- Born: Albertine Damien 17 September 1937 Algiers, French North Africa
- Died: 10 July 1967 (aged 29) Montpellier, France
- Occupation: Writer
- Spouse: Julien Sarrazin ​(m. 1959)​
- Writing career
- Notable works: La Cavale (1965); L'Astragale (1964); La Traversière (1966); Poèmes (1969);

= Albertine Sarrazin =

French author (1937-1967)

Albertine Sarrazin (17 September 1937 - 10 July 1967) was a French author. She was best known for her semi-autobiographical novel L'Astragale.

==Life and career==
Albertine was born on 17 September 1937 in Algiers, French North Africa. Her teenaged Spanish mother abandoned her and left her with the Welfare Office, where officials named her Albertine Damien in honour of the saint of the day she was found on. At the age of 2 she was adopted by a French army physician and his wife who renamed her Anne-Marie. Following the family's move to Aix-en-Provence in 1947, she was raped by a male relative. Constant quarrels with her adoptive family led to an intense distaste for authority that stayed with her the rest of her life.

Although she was intelligent and did well in her studies, Albertine's family set to annul her adoption and in 1952 placed her in a reformatory school in Marseille, the Refuge of the Good Shepherd. She passed an examination to graduate from secondary school at the age of 16 before escaping the school and travelling to Paris where she reunited with Emilienne, a love interest from her school. Albertine worked as a prostitute and the pair were arrested in 1953 after a bungled armed robbery of a dress store. Sarrazin received a seven year sentence and was imprisoned at the Fresnes Prison. During her time in prison and at the reformatory at Doullens in Picardy, she started writing prose and poetry.
========
Problems to solve =
a: Answer these about the Albertine Sarrazin biography, one per line:
(i) What name did her adoptive parents give her?
(ii) In what year was she placed in the reformatory school in Marseille?
(iii) In which prison was she held after receiving her sentence?
b: Write out the Albertine Sarrazin biography word for word, everything from "- Born: Albertine" down to "French author (1937-1967)".
The lines after this text are not needed.

Stored data =
========
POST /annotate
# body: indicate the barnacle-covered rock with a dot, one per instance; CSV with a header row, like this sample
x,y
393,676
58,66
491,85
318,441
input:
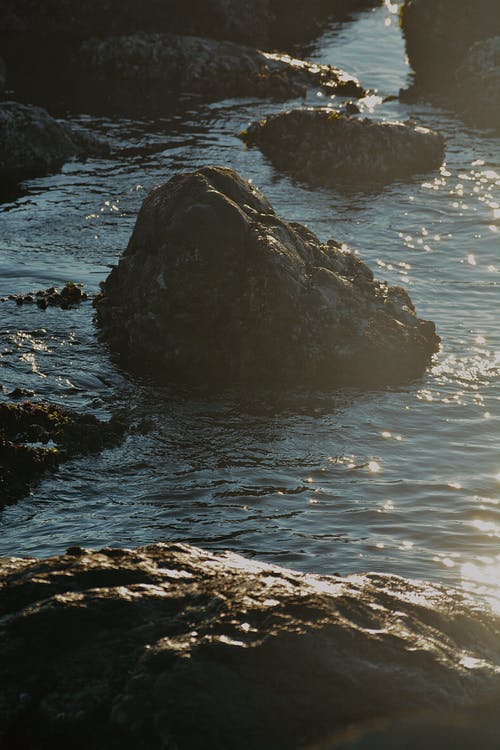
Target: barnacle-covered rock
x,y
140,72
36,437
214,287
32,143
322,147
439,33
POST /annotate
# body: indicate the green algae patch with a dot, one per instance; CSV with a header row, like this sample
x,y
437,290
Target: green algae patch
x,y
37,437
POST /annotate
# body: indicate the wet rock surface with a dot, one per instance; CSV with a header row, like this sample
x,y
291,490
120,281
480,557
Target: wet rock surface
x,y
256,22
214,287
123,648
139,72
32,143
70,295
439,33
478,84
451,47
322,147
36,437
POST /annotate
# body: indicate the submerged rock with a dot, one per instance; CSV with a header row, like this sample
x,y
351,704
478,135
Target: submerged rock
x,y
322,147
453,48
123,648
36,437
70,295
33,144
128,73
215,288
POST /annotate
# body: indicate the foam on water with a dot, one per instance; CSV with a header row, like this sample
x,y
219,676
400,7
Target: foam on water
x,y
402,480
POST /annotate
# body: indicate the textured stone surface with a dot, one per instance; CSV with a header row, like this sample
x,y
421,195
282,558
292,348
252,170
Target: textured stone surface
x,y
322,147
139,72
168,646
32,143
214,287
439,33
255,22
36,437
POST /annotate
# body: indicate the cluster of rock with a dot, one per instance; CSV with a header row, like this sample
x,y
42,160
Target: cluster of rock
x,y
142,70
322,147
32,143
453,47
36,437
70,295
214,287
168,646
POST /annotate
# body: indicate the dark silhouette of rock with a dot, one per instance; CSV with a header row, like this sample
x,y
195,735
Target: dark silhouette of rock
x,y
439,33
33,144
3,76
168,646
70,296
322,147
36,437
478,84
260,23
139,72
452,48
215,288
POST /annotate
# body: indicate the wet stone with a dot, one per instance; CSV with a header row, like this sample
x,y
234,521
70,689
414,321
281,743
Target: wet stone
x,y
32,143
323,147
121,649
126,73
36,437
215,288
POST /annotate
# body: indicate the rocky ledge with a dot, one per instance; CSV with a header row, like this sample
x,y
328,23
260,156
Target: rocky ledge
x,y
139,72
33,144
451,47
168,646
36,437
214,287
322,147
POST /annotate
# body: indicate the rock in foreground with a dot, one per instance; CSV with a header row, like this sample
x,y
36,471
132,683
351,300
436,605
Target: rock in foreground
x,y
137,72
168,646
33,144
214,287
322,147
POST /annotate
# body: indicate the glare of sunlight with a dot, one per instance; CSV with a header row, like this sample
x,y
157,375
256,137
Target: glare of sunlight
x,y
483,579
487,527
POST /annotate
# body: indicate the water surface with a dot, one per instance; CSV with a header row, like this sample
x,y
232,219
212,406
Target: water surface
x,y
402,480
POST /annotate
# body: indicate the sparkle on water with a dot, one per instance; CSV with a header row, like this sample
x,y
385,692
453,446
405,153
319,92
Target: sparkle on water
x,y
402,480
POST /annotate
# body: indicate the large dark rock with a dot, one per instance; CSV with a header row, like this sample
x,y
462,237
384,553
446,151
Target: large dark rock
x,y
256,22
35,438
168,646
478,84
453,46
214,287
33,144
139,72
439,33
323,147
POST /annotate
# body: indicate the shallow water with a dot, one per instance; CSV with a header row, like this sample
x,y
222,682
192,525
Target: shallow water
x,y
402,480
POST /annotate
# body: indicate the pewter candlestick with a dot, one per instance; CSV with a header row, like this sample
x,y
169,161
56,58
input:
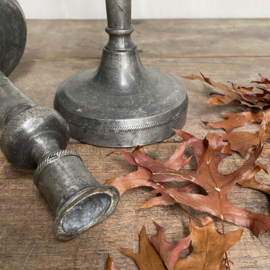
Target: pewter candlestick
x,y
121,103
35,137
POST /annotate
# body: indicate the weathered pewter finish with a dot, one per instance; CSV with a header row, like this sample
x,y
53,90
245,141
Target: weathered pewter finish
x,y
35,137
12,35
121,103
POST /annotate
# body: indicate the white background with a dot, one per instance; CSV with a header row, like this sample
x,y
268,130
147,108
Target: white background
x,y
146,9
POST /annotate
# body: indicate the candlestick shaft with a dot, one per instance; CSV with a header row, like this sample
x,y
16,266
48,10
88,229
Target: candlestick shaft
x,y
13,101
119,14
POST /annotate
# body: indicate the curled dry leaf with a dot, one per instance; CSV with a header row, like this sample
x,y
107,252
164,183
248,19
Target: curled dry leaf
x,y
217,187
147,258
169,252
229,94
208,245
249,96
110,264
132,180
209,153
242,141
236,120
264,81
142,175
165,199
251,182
========
Completed exercise =
a:
(i) Anne-Marie
(ii) 1952
(iii) Fresnes Prison

b:
- Born: Albertine Damien 17 September 1937 Algiers, French North Africa
- Died: 10 July 1967 (aged 29) Montpellier, France
- Occupation: Writer
- Spouse: Julien Sarrazin ​(m. 1959)​
- Writing career
- Notable works: La Cavale (1965); L'Astragale (1964); La Traversière (1966); Poèmes (1969);

= Albertine Sarrazin =

French author (1937-1967)